» **Source passage**
The World Bank has approved a funding package for a new development bank in Ghana, as part of the Ghana development finance project, aimed at boosting access to long-term finance in the country.

The International Development Association (IDA), a member of the World Bank Group, which offers grants and low-interest loans to developing nations, will provide US$250mn in credit to the Ghanaian government to help launch the project.

Once established, the World Bank says that the Development Bank of Ghana (DBG) will work to increase support for “key sectors” such as agribusiness and manufacturing.

According to the World Bank’s country director for Ghana, Pierre Laporte, the DBG will offer support through long-term wholesale financing, credit guarantees and other services.

The DBG will also aim to attract private sector financing for credit-constrained Ghanaian micro, small and medium enterprises (MSMEs) through multiple interventions.

“These interventions will include the establishment of a partial credit guarantee facility and a digital financing platform to leverage private sector financing by making it more efficient and less risky for private financiers to lend to MSMEs,” says Carlos Vicente, senior financial sector economist at the World Bank.

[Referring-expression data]

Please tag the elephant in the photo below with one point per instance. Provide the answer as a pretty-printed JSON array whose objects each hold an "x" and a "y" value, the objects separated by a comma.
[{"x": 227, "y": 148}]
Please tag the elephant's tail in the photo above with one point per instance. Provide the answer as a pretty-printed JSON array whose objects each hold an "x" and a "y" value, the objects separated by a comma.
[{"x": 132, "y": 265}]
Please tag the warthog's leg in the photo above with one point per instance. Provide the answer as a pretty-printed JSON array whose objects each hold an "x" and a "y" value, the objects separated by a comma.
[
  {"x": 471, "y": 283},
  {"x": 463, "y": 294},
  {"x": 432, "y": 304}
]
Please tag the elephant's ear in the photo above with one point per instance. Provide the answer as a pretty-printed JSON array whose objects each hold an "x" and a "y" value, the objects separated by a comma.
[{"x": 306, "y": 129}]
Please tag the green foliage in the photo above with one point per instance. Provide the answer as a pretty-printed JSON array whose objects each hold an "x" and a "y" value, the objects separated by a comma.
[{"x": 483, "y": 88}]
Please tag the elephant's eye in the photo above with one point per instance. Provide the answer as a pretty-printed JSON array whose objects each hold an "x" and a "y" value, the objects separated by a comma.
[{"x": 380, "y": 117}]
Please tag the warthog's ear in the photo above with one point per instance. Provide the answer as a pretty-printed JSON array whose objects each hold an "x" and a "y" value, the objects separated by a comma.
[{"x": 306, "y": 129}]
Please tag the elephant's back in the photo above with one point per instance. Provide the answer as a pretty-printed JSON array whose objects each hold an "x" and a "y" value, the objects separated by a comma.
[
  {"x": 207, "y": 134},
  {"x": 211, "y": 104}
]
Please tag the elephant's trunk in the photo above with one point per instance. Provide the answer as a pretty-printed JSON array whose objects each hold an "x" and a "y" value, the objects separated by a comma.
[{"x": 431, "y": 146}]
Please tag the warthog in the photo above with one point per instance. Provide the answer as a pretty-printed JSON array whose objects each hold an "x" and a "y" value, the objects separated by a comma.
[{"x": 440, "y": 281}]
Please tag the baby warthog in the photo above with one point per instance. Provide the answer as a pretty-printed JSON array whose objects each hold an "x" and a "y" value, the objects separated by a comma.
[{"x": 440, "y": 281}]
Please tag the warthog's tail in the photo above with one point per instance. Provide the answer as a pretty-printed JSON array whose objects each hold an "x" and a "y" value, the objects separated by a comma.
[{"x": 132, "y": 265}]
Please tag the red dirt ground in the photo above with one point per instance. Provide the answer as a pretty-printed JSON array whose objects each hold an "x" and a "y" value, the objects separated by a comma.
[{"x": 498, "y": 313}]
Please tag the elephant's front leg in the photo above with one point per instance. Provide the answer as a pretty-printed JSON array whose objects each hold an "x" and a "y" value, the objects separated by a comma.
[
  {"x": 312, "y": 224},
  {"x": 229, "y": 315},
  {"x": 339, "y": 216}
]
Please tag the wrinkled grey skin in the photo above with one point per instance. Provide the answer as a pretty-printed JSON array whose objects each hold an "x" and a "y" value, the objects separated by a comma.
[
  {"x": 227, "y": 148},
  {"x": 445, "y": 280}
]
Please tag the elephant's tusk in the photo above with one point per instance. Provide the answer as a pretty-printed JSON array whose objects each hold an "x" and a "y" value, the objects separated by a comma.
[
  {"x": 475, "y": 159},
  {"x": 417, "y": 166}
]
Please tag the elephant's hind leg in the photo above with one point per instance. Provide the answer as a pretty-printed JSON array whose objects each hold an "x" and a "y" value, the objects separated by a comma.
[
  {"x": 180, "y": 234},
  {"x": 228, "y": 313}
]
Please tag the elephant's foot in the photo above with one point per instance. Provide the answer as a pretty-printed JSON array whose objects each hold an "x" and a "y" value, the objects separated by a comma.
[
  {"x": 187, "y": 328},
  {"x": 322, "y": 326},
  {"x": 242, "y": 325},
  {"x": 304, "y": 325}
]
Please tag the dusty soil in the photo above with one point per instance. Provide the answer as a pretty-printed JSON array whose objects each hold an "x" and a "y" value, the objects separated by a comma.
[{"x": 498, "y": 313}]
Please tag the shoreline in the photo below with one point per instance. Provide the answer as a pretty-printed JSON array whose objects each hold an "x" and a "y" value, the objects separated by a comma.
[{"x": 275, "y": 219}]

» **Problem**
Copy out the passage from the Ghana development bank article, starting at "Once established, the" and ending at "the World Bank.".

» **Result of the exercise**
Once established, the World Bank says that the Development Bank of Ghana (DBG) will work to increase support for “key sectors” such as agribusiness and manufacturing.

According to the World Bank’s country director for Ghana, Pierre Laporte, the DBG will offer support through long-term wholesale financing, credit guarantees and other services.

The DBG will also aim to attract private sector financing for credit-constrained Ghanaian micro, small and medium enterprises (MSMEs) through multiple interventions.

“These interventions will include the establishment of a partial credit guarantee facility and a digital financing platform to leverage private sector financing by making it more efficient and less risky for private financiers to lend to MSMEs,” says Carlos Vicente, senior financial sector economist at the World Bank.